[Collected data]
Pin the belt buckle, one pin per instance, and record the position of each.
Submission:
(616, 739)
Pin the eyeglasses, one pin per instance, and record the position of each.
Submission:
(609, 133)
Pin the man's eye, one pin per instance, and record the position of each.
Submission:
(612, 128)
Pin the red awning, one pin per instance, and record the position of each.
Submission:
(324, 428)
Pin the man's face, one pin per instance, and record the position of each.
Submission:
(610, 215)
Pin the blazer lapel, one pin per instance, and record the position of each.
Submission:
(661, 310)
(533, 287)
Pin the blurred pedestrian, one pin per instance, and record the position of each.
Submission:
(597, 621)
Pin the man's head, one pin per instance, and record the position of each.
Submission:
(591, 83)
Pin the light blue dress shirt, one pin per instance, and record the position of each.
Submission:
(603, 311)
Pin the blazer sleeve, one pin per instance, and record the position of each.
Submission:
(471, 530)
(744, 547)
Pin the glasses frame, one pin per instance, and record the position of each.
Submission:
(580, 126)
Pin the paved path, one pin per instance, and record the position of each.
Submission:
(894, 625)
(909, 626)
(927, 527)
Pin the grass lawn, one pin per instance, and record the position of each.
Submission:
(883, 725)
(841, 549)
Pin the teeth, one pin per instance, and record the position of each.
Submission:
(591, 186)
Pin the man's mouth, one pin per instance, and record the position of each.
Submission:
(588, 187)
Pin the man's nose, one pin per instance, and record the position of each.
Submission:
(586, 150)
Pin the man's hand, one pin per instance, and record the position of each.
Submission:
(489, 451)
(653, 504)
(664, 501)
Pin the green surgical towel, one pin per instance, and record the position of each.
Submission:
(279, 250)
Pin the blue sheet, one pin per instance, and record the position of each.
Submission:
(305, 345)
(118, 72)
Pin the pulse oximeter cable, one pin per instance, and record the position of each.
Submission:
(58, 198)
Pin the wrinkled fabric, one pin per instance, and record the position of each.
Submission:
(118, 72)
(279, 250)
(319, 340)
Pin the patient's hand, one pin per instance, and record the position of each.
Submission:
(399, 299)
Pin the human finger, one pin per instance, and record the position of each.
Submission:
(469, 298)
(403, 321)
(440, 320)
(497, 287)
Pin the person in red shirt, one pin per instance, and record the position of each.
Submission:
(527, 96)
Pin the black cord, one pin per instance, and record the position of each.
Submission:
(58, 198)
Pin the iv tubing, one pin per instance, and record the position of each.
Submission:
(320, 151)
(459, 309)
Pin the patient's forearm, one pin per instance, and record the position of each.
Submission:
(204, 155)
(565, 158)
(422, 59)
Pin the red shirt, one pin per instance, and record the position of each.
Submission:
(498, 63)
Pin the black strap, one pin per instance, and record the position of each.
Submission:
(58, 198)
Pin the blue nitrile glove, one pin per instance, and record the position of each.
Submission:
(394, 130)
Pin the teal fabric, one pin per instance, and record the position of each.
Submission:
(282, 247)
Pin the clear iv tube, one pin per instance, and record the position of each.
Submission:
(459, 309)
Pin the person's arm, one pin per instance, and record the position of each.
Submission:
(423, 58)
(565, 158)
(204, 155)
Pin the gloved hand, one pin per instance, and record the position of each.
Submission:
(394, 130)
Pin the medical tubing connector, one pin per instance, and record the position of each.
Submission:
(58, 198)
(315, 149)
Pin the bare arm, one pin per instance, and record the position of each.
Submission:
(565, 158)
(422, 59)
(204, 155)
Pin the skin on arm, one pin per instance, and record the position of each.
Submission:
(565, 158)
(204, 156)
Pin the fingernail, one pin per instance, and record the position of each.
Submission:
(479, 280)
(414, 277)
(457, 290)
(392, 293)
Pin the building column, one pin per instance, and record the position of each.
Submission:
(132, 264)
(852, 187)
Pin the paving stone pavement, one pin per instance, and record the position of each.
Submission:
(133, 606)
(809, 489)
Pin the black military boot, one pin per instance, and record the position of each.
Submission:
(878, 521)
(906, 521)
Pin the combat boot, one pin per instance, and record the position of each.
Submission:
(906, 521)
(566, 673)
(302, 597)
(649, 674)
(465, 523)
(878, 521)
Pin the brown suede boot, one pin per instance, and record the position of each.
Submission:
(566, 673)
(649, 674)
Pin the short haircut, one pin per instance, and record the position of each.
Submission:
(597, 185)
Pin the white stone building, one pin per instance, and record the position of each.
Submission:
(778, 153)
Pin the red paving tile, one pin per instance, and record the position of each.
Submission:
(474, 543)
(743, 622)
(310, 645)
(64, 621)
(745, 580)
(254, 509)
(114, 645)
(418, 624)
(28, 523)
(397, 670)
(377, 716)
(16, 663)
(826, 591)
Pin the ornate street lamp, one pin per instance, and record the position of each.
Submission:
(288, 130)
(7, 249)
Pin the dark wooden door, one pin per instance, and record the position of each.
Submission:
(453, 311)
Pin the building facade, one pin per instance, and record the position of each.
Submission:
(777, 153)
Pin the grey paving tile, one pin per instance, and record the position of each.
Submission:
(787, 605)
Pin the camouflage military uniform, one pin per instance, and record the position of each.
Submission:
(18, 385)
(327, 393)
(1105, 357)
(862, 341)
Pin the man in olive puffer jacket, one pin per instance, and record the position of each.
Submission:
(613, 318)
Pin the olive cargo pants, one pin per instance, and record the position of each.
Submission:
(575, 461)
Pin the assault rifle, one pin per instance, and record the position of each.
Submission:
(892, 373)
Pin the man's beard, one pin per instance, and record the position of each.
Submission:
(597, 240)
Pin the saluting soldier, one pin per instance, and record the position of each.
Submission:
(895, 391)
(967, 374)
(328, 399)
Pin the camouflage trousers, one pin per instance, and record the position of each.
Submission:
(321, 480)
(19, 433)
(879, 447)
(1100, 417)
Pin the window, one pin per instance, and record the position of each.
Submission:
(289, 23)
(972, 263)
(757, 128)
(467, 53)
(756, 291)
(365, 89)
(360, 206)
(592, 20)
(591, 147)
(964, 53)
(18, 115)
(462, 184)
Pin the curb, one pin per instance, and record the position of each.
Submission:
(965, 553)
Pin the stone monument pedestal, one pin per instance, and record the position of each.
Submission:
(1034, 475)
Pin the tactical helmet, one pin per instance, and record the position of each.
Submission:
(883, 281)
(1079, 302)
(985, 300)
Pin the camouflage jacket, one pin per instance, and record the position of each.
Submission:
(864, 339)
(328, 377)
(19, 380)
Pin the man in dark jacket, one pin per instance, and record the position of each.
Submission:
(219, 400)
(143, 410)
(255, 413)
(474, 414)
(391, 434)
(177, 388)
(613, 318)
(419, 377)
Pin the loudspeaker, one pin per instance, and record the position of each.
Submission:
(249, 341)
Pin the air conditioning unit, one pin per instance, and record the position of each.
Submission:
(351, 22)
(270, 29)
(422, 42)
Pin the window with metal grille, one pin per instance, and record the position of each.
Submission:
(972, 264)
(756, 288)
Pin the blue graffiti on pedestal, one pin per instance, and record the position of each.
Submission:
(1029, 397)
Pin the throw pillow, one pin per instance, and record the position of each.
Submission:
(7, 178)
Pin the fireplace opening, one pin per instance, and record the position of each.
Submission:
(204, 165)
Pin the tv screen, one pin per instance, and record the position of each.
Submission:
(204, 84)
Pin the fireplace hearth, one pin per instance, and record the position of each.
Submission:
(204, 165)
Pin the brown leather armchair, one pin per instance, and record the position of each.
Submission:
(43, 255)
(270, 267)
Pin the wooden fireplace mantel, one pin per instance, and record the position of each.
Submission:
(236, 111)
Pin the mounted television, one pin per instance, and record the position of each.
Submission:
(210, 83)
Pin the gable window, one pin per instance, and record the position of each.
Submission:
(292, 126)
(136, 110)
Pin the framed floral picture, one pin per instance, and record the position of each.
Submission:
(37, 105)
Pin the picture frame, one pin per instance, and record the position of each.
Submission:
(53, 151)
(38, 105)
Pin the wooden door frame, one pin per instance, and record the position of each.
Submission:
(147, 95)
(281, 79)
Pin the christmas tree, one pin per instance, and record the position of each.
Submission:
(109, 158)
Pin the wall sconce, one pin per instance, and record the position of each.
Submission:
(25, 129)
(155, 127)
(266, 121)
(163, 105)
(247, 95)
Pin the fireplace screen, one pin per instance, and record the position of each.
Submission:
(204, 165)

#### Task details
Copy out the part of the items that begins with the line containing "Pin the wall" and continues through the end of the items, keeping the pin instructions unchanged. Multiply every coordinate in the submitted points by 2.2, rounding to whole numbers with halves rounded up.

#### Response to the exercise
Pin the wall sconce, one pin per instance, and record the position of each.
Submission:
(55, 284)
(341, 279)
(585, 266)
(359, 231)
(543, 209)
Pin the fireplace screen, one pin per instance, and record the position of each.
Submission:
(449, 363)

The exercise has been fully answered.